Given problem:
Your task is to output the listing word for word, with pictures excluded.
[Start Records for this exercise]
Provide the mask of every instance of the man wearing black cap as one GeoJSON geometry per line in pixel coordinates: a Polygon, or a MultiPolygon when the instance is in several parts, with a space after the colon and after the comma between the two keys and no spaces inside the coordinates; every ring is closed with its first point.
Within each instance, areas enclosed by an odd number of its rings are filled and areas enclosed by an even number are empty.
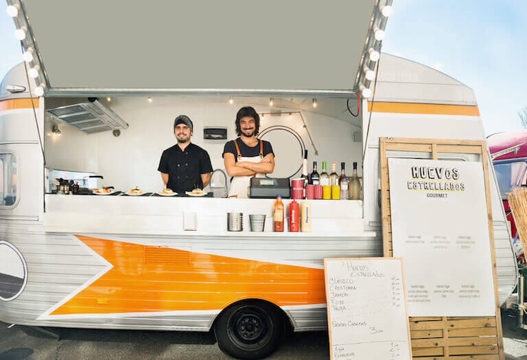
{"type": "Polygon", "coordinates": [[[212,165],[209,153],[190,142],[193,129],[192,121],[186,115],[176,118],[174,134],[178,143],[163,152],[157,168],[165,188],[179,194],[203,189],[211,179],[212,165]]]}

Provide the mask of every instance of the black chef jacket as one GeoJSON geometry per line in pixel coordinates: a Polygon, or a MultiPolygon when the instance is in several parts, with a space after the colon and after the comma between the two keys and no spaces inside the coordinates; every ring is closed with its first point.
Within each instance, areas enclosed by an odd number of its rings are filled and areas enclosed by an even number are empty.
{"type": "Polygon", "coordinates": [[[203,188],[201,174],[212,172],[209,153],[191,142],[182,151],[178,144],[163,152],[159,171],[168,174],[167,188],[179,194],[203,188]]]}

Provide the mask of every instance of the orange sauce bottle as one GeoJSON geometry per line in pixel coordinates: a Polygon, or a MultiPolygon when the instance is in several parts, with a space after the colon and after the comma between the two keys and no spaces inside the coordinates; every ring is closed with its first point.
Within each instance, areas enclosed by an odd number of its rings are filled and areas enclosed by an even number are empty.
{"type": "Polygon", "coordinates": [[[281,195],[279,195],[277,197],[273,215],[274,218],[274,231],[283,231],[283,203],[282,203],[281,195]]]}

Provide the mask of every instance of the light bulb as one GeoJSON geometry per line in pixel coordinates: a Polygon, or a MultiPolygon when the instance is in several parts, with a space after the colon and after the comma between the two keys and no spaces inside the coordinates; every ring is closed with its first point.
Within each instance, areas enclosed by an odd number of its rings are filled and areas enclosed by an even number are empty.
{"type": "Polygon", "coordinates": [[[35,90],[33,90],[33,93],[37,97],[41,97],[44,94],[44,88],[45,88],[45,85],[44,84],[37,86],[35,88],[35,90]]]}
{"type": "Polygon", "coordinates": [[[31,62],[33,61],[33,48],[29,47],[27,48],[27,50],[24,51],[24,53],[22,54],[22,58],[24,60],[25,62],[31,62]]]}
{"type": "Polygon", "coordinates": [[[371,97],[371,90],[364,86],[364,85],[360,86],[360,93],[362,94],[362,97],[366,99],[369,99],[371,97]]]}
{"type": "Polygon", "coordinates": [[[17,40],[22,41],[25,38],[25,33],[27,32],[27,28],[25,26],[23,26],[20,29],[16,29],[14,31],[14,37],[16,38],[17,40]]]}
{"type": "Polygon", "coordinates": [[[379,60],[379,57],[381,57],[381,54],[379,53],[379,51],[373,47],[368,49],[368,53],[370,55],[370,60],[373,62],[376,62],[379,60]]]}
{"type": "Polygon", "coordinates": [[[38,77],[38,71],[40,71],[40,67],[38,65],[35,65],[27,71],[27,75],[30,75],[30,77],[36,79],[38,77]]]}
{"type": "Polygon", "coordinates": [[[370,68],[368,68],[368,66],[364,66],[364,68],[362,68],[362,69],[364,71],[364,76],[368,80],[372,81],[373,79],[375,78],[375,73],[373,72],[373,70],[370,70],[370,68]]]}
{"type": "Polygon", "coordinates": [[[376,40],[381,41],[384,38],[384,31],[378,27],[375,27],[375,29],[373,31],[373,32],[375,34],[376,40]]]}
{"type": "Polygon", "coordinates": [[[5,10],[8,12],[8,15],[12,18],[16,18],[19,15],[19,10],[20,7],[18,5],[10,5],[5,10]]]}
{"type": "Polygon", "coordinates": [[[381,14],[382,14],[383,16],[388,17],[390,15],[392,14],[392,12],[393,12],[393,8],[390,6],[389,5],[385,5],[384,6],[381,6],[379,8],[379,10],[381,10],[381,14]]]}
[End Records for this exercise]
Result:
Provide the mask of every instance of the man wearing black cap as one GeoJSON geometry per line in pixel coordinates: a Polygon, or a MultiPolygon when the instance is in several parts, with a space after the colon and after the comma between the two keys and no spaces inside the coordinates; every ring is closed with its first point.
Within each instance, areas enclosed by an odd number of its rings are filled and areas enclosed by an even number are empty.
{"type": "Polygon", "coordinates": [[[212,165],[209,153],[190,142],[193,129],[192,121],[186,115],[176,118],[174,134],[178,143],[163,152],[157,168],[165,188],[179,194],[203,189],[211,179],[212,165]]]}

Provide the mask of every instance of the black chef jacket as one GeoJSON geometry per line in pixel coordinates: a Polygon, or a MultiPolygon when the instance is in several parts, with a space after the colon and after the comma between the two keys and no spaces inside the coordinates; every ring is closed with its first point.
Within each instance, areas enclosed by an odd number of its rings are filled and areas enclosed by an even number are empty.
{"type": "Polygon", "coordinates": [[[203,188],[201,174],[212,172],[209,153],[191,142],[182,151],[178,144],[163,152],[159,171],[168,174],[167,188],[179,194],[203,188]]]}

Provide the mask of every instance of the orange sauce bottle as one GeoJSON geometry per line in pixel coordinates: a Polygon, or a MultiPolygon when the instance is in several parts, with a space after the colon and after the comma between the two keys and no spaces inside the coordinates; every ring is closed with its first point.
Within each instance, areas enclosed by an odd number of its rings are filled and areas enclosed by an even number are empty.
{"type": "Polygon", "coordinates": [[[281,195],[279,195],[277,197],[273,215],[274,218],[274,231],[283,231],[283,203],[282,203],[281,195]]]}

Provide the mask of every instance of the light bulb as one GeoJSON geometry per line in pixel coordinates: a Polygon, or a MultiPolygon when the instance is in several parts, with a space after the colon and after the comma between the two keys and no spaces inside the coordinates; every ring is closed with its first point.
Within each instance, areas enclosed by an odd number of its rings are filled and areas enclosed by an even number are empty.
{"type": "Polygon", "coordinates": [[[35,90],[33,90],[33,93],[37,97],[41,97],[44,94],[44,88],[45,88],[45,85],[44,84],[37,86],[35,88],[35,90]]]}
{"type": "Polygon", "coordinates": [[[31,62],[33,61],[33,48],[29,47],[27,48],[27,50],[24,51],[24,53],[22,54],[22,58],[24,60],[25,62],[31,62]]]}
{"type": "Polygon", "coordinates": [[[371,97],[371,90],[364,86],[364,85],[360,86],[360,93],[362,94],[362,97],[366,99],[369,99],[371,97]]]}
{"type": "Polygon", "coordinates": [[[17,40],[22,41],[25,38],[25,33],[27,32],[27,28],[25,26],[23,26],[20,29],[16,29],[14,31],[14,37],[16,38],[17,40]]]}
{"type": "Polygon", "coordinates": [[[379,60],[379,57],[381,57],[381,54],[379,53],[379,51],[373,47],[368,49],[368,53],[370,55],[370,60],[373,62],[376,62],[379,60]]]}
{"type": "Polygon", "coordinates": [[[38,77],[38,71],[40,71],[40,67],[38,65],[35,65],[27,71],[27,75],[30,75],[30,77],[36,79],[38,77]]]}
{"type": "Polygon", "coordinates": [[[370,68],[368,68],[368,66],[364,66],[364,68],[362,68],[362,69],[364,71],[364,76],[368,80],[372,81],[373,79],[375,78],[375,73],[373,72],[373,70],[370,70],[370,68]]]}
{"type": "Polygon", "coordinates": [[[376,40],[381,41],[384,38],[384,31],[378,27],[375,27],[375,29],[373,31],[373,32],[375,34],[376,40]]]}
{"type": "Polygon", "coordinates": [[[5,10],[8,12],[8,15],[12,18],[16,18],[19,15],[19,10],[20,7],[18,5],[10,5],[5,10]]]}
{"type": "Polygon", "coordinates": [[[381,14],[382,14],[383,16],[388,17],[390,15],[392,14],[392,12],[393,12],[393,8],[390,6],[389,5],[385,5],[384,6],[381,6],[379,8],[379,10],[381,10],[381,14]]]}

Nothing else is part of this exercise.